(Task description) Return every item below word for word, omitting the picture.

# # # # #

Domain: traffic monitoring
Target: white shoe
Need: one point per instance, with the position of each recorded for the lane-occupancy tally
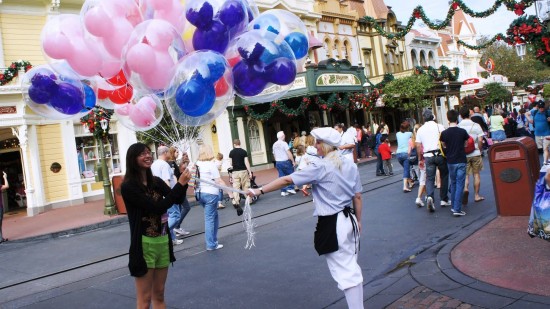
(219, 246)
(181, 232)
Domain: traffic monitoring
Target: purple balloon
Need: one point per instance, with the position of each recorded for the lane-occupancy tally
(248, 81)
(39, 95)
(68, 100)
(282, 71)
(215, 38)
(202, 19)
(44, 82)
(232, 13)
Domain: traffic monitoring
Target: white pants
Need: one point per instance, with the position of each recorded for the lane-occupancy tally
(343, 263)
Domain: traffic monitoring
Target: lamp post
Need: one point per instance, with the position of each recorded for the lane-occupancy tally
(97, 122)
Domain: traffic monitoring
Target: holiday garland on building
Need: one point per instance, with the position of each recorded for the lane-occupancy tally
(93, 121)
(13, 70)
(419, 13)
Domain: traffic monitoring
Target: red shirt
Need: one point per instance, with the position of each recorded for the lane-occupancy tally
(385, 151)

# # # # #

(Worked solution)
Domain: traffic monitoring
Target: white shoe
Need: one point per instance, with the position of each recorded for the lane-occupancy tally
(219, 246)
(181, 232)
Domain: traffic monitoring
Target: purple balloon
Need: one point per instance, with the position of each recorded for the lane-occupancy tally
(248, 81)
(39, 95)
(68, 100)
(282, 71)
(215, 38)
(202, 19)
(44, 82)
(232, 13)
Domain: traffic monitoring
Target: white pants
Need: one point per instance, with the position of each recorded for the lane-occupancy tally
(343, 263)
Domain: traffic monitoring
Target: lamp post
Need: one point per instance, with the position of each recorded for the lane-occupancy tally
(97, 122)
Domain: traffic monitoring
Target: holiday garland on building
Need: one point per instance, with the position of each recorded for the lane-occupancy tally
(93, 121)
(13, 70)
(419, 13)
Domain: traffic monitoring
Target: red shirt
Need: one point per instance, with the position of each recorded for the lane-occupancy tally
(385, 151)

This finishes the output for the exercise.